## Selected excerpt:
# No sound when watching TV



## kara83 (May 31, 2012)

Hey everyone...I could use some help! I have a TV, DirectTv Box, DVD player and Surround sound, all have been hooked up and working fine for months. The other morning I went to watch TV and there was no sound. The sound works fine when watching DVDs but not when watching TV. I've checked all the connections, I dont know what else to do. Thanks for any help!


----------



## tonyvdb (Sep 5, 2007)

Is the sound not coming through the TV or the receiver? How is the tv connected to the Direct TV box? have you swapped out the cable with a different one?


----------



## kara83 (May 31, 2012)

Thank you for responding!
There is no sound coming from the TV or surround sound when watching TV, but sound on both when watching DVDs...everything goes into the surround sound which then connects to the tv...i havent tries switching the cable yet


----------



## tonyvdb (Sep 5, 2007)

Its either a faulty cable from the Direct TV box or you have a bad handshake problem (common issue) Have you tried using an optical audio cable rather than HDMI?


----------



## Jungle Jack (Jul 28, 2009)

Hello,
Welcome to HTS. Could you perhaps elaborate on the Surround System that you have installed. As "Surround Sound" has so many permutations, it would help us greatly in troubleshooting what might be causing you not to get sound from your TV.
Cheers,
JJ


----------



## TypeA (Aug 14, 2010)

Welcome to Home Theater Shack kara :wave:


----------



## 86eldel68-deactivated (Nov 30, 2010)

Please list the make and model of the receiver / HTiB unit that all your components are connected to.

Please list the individual connections. For example:
Inputs
- DVD player to receiver using component cables for video, and digital audio cable for audio
- TV to receiver using HDMI
- DirectTV box to receiver using HDMI
Output
- Receiver out to TV using HDMI

This should help folks here to assist you with debugging your problem.


----------



## wgmontgomery (Jun 9, 2011)

## Given request 1:
Reproduce the rows verbatim, from the first row up to and including the line containing "x=548, y=485".

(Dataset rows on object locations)
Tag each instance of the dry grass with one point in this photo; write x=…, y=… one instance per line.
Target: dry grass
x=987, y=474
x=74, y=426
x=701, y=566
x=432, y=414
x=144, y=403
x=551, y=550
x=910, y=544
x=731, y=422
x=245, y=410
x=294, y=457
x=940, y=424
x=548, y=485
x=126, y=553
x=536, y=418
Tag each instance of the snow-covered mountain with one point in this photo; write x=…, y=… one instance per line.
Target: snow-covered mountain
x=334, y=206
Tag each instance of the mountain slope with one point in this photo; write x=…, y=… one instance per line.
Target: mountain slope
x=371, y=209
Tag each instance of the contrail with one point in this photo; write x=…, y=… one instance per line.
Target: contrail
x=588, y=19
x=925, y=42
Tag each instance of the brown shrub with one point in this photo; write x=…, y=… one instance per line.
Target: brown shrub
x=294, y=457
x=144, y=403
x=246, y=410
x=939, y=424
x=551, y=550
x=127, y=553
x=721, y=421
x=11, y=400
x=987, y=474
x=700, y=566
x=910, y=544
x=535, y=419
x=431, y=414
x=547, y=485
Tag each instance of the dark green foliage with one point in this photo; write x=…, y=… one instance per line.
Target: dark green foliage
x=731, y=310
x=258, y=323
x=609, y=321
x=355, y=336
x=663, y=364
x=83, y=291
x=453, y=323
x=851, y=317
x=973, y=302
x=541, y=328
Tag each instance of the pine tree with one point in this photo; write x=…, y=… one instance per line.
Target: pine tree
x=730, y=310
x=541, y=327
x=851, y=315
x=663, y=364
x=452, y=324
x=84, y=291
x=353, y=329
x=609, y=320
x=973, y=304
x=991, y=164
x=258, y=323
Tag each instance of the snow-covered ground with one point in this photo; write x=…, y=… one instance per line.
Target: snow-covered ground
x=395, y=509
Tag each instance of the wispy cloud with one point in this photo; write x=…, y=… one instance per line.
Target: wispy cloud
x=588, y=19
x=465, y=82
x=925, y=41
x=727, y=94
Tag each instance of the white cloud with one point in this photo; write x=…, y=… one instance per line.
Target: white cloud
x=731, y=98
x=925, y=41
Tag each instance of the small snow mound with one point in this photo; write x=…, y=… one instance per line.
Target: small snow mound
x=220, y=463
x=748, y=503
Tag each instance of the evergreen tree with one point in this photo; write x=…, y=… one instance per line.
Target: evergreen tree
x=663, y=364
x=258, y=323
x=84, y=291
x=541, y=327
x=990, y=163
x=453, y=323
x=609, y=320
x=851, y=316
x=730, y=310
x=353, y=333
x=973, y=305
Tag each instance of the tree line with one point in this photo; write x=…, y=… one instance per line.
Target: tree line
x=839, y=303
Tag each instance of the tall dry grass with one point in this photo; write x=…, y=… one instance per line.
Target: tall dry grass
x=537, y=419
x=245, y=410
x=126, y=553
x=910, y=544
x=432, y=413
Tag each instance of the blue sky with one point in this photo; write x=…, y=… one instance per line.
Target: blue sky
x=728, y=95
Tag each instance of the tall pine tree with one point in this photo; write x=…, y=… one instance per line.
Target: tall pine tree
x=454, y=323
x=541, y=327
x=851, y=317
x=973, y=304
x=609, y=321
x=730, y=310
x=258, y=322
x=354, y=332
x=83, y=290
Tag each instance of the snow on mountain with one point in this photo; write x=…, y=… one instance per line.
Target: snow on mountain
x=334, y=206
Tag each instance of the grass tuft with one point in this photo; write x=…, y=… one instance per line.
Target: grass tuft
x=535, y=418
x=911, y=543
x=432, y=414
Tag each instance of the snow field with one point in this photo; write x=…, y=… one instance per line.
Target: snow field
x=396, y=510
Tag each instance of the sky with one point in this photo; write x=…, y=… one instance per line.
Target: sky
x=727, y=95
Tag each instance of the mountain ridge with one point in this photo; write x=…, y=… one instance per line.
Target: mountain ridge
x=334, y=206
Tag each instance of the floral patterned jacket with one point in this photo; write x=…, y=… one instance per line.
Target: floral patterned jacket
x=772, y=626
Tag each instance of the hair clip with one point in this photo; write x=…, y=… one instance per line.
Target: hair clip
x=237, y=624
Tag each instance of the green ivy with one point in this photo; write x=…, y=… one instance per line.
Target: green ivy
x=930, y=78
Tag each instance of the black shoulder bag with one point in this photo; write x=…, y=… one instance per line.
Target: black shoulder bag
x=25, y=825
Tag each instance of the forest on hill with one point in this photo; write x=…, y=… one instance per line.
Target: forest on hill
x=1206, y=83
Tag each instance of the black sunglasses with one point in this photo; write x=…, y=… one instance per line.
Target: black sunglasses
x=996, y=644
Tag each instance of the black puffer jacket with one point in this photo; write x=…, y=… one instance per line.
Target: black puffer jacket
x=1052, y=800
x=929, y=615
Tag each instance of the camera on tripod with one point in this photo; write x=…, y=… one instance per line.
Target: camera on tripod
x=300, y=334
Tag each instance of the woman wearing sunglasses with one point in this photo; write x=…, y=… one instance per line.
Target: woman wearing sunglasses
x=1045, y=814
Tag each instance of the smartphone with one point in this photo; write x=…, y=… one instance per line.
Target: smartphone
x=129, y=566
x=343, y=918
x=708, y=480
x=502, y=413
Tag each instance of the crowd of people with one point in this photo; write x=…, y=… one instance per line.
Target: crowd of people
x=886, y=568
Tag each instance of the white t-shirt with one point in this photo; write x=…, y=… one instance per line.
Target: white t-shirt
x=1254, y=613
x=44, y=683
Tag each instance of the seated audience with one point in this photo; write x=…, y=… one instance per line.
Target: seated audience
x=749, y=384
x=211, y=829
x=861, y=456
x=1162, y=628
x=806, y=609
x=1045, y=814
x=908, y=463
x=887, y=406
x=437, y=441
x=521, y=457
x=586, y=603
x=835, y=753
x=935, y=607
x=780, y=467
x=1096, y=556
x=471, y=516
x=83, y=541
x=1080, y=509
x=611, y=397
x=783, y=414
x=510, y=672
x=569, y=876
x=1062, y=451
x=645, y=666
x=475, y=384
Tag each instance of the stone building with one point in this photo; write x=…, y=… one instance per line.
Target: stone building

## Given request 2:
For each statement, say yes or no on whether it agrees with the forum thread, and quote the words from the thread that settle it. (a) kara83 reports that sound works when watching DVDs. (b) tonyvdb suggests trying an optical audio cable instead of HDMI. (c) 86eldel68-deactivated asks for the make and model of the TV.

## Full response 1:
Tag each instance of the dry grass with one point in this photo; write x=…, y=… one instance per line.
Target: dry grass
x=987, y=474
x=74, y=426
x=701, y=566
x=432, y=414
x=144, y=403
x=551, y=550
x=910, y=544
x=731, y=422
x=245, y=410
x=294, y=457
x=940, y=424
x=548, y=485

## Full response 2:
(a) Yes: "The sound works fine when watching DVDs but not when watching TV."
(b) Yes: "Have you tried using an optical audio cable rather than HDMI?"
(c) No: "Please list the make and model of the receiver / HTiB unit that all your components are connected to."